TASK BRIEF: Each entry must be reproduced precisely as it stands.

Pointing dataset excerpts
<<<<

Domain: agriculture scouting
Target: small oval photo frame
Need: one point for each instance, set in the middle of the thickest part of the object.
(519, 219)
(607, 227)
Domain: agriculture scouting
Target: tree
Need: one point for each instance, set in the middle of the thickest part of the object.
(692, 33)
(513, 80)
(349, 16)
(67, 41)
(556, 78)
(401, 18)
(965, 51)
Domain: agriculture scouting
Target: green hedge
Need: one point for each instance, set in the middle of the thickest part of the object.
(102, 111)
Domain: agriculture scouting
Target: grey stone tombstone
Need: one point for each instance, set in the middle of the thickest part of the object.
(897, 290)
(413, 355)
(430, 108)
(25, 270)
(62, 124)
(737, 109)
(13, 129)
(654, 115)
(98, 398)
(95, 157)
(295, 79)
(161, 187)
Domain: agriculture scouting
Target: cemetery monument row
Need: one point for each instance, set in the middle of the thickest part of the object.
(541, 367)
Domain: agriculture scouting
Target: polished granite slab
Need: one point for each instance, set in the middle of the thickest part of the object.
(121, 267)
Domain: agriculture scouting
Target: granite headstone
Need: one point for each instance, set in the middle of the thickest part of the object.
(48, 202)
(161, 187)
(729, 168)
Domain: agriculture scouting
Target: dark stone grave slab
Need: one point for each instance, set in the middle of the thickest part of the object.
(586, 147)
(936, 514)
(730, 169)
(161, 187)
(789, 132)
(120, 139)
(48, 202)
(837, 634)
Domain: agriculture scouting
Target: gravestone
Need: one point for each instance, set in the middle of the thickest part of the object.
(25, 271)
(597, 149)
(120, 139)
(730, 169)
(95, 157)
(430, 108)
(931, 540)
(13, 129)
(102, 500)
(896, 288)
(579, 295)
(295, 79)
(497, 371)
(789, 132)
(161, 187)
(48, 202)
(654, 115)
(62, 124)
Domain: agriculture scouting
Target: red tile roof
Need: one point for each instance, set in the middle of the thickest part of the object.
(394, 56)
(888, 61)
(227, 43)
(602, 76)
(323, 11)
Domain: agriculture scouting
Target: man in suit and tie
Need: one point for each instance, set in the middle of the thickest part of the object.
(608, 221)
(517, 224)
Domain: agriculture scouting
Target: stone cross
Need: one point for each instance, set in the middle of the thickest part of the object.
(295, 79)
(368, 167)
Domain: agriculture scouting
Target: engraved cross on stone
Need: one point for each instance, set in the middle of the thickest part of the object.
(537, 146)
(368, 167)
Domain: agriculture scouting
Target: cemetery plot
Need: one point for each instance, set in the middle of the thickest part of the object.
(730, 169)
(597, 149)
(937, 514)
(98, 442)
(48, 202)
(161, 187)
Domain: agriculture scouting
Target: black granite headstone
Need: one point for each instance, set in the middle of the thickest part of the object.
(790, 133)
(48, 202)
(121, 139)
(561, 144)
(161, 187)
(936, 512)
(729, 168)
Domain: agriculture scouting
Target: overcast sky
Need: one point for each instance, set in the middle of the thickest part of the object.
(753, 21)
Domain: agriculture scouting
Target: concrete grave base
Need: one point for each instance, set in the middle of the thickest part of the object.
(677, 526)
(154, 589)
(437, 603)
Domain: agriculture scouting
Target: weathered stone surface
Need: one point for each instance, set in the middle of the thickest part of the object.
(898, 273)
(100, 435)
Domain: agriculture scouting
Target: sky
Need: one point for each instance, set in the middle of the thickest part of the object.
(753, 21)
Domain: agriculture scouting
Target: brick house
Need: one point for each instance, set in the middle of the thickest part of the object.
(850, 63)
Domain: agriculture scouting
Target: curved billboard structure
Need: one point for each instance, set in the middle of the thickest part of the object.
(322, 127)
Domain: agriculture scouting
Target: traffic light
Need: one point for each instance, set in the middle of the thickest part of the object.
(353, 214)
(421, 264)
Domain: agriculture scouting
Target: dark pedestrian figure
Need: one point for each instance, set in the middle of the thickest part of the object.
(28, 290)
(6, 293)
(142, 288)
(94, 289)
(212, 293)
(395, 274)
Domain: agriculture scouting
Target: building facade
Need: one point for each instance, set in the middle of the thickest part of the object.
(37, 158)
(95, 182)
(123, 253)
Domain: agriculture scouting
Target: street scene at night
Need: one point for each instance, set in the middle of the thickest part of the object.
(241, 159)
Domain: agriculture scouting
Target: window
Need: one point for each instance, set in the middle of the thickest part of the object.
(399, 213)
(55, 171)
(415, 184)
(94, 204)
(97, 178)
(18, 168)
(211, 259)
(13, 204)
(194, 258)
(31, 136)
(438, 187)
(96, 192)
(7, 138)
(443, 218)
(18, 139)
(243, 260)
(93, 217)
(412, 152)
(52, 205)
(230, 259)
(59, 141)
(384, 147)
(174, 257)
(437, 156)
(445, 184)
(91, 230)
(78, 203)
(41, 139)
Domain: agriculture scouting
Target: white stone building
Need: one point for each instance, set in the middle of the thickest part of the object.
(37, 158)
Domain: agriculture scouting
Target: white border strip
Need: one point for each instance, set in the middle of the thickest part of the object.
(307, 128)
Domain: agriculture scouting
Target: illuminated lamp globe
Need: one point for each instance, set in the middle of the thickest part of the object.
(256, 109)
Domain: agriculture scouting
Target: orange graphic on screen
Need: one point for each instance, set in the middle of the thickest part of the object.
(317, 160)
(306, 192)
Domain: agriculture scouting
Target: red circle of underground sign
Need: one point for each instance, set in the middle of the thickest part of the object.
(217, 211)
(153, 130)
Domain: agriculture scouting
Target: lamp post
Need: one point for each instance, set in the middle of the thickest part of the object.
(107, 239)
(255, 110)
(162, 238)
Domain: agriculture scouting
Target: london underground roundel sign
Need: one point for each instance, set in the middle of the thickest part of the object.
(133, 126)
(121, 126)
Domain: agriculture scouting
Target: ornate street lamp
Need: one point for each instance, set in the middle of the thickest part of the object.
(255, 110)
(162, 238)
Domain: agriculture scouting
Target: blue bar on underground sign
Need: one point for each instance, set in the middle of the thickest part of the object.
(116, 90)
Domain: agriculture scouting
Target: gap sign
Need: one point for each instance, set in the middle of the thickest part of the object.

>>>>

PROBLEM SOLUTION:
Domain: agriculture scouting
Target: small oval photo frame
Need: one point for each instance, set in the middle of the thickest part of the object.
(519, 219)
(607, 227)
Domain: agriculture scouting
Target: tree
Need: one point for each instance, set in the middle of the thickest part of the object.
(692, 33)
(513, 80)
(349, 16)
(67, 41)
(556, 78)
(401, 18)
(965, 51)
Domain: agriculture scouting
Target: green hedge
Need: one point for each instance, set in the middle of the thickest part of the object.
(102, 111)
Domain: agriculture scouting
Target: grey stone tombstone
Need: one point for each instance, set in the middle of the thickest part of the object.
(897, 290)
(413, 355)
(430, 108)
(25, 270)
(62, 124)
(737, 109)
(13, 129)
(654, 115)
(98, 398)
(95, 157)
(295, 79)
(161, 187)
Domain: agriculture scouting
Target: cemetery monument row
Need: one point for each instance, set in the middle of the thickest part of the object.
(541, 367)
Domain: agriculture scouting
Target: polished granite slab
Need: one point for each instance, set in the middle of the thickest part of the object.
(121, 267)
Domain: agriculture scouting
Target: granite headstone
Need: one point for each instance, set in the middle of the thickest part of the object.
(48, 202)
(161, 187)
(729, 168)
Domain: agriculture scouting
Target: dark stone grave slab
Need: one point for each instance, set in the middle of the thickest part of the object.
(586, 147)
(936, 514)
(730, 169)
(161, 187)
(789, 132)
(120, 139)
(48, 202)
(837, 634)
Domain: agriculture scouting
Target: gravestone
Need: one point for each instance, set in the middle of the thickest part of the object.
(25, 271)
(597, 149)
(120, 139)
(730, 169)
(95, 157)
(430, 108)
(931, 540)
(13, 129)
(102, 500)
(896, 288)
(579, 295)
(295, 79)
(497, 371)
(789, 132)
(161, 187)
(48, 202)
(654, 115)
(62, 124)
Domain: agriculture scouting
Target: red tile roof
Need: one point for each instance, set in the middle of the thickest part of the object.
(394, 56)
(888, 61)
(227, 43)
(602, 76)
(323, 11)
Domain: agriculture scouting
Target: man in suit and tie
Need: one point for each instance, set in the middle of the thickest part of the object.
(608, 221)
(517, 224)
Domain: agriculture scouting
Target: stone cross
Need: one point for each instance, set in the middle of the thickest part of the object.
(295, 79)
(368, 167)
Domain: agriculture scouting
Target: engraved cross on stone
Need: one point for each instance, set in the middle of the thickest part of the object.
(537, 146)
(368, 167)
Domain: agriculture scouting
Target: cemetery plot
Need: one point for each instance, set in the middle of the thickest part of the object.
(730, 169)
(597, 149)
(937, 514)
(98, 442)
(48, 202)
(161, 187)
Domain: agriculture scouting
Target: black granite headstone
Need: one point for each instance, set in the middle of the thickest part of the object.
(790, 133)
(48, 202)
(121, 139)
(561, 144)
(161, 187)
(936, 512)
(729, 168)
Domain: agriculture scouting
Target: overcast sky
Need: one point for each instance, set in the middle of the thickest part of the object.
(753, 21)
Domain: agriculture scouting
Target: concrete grave base
Need: one point for each instance, set in the middle of the thickest part of the object.
(677, 526)
(154, 589)
(437, 603)
Domain: agriculture scouting
Target: weathered stone surface
Need: one point for each instance, set in the middle of the thickest part of the object.
(898, 273)
(100, 435)
Domain: agriculture scouting
Target: sky
Need: one point for each instance, set in the middle of the thickest part of the object.
(753, 21)
Domain: agriculture scouting
Target: brick house
Need: one point for each instance, set in the middle of the thickest part of the object.
(850, 63)
Domain: agriculture scouting
Target: curved billboard structure
Need: one point for each instance, set in the middle of the thickest part of the object.
(322, 127)
Domain: agriculture scouting
Target: traffic light
Need: one point for each instance, set in the middle of the thickest part of the object.
(353, 214)
(421, 264)
Domain: agriculture scouting
Target: dark pedestrian figure
Need: one point for each instance, set in the middle of the thickest part of the object.
(28, 290)
(6, 293)
(142, 288)
(94, 289)
(212, 293)
(395, 274)
Domain: agriculture scouting
Target: building facade
Need: one point for each instance, set in the middle of the thickest part of the object.
(37, 158)
(95, 182)
(123, 253)
Domain: agriculture scouting
Target: street scene at night
Need: one point for each instance, set in the middle of the thickest part of the object.
(241, 159)
Domain: agriculture scouting
Target: window
Need: one point for each instance, set in the middle of the thickest part of the object.
(399, 213)
(55, 171)
(415, 184)
(94, 204)
(97, 178)
(18, 168)
(211, 259)
(13, 204)
(194, 258)
(31, 136)
(438, 187)
(96, 192)
(7, 138)
(443, 218)
(18, 139)
(243, 260)
(93, 217)
(412, 152)
(52, 205)
(230, 259)
(59, 141)
(384, 147)
(174, 257)
(437, 156)
(445, 184)
(91, 230)
(78, 203)
(41, 139)
Domain: agriculture scouting
Target: white stone building
Need: one point for each instance, set in the middle of the thickest part of the object.
(37, 158)
Domain: agriculture scouting
Target: white border strip
Need: one point for each instance, set in the middle of the thickest part of the object.
(307, 128)
Domain: agriculture scouting
Target: illuminated lamp globe
Need: one point for each instance, set in the middle of the thickest part of the object.
(256, 109)
Domain: agriculture scouting
Target: orange graphic on screen
Need: one point for each instance, set in the middle of the thickest part of the object.
(317, 160)
(306, 192)
Domain: agriculture scouting
Target: red circle of underground sign
Need: one point for each instance, set in the middle of the thickest part of the object.
(217, 211)
(153, 130)
Domain: agriculture scouting
Target: lamp post
Need: one point for each instance, set in the middle of the thickest part of the object.
(107, 239)
(255, 110)
(162, 238)
Domain: agriculture scouting
Target: london underground roundel sign
Need: one point for each instance, set in the middle of the thickest part of the object.
(133, 126)
(121, 126)
Domain: agriculture scouting
Target: ornate street lamp
Need: one point for each instance, set in the middle of the thickest part of the object.
(255, 110)
(162, 238)
Domain: agriculture scouting
Target: blue bar on underground sign
Need: one point for each instance, set in the middle of the thickest part of the object.
(116, 90)
Domain: agriculture scouting
Target: gap sign
Need: one point for each instance, set in the middle of the thickest part of the object.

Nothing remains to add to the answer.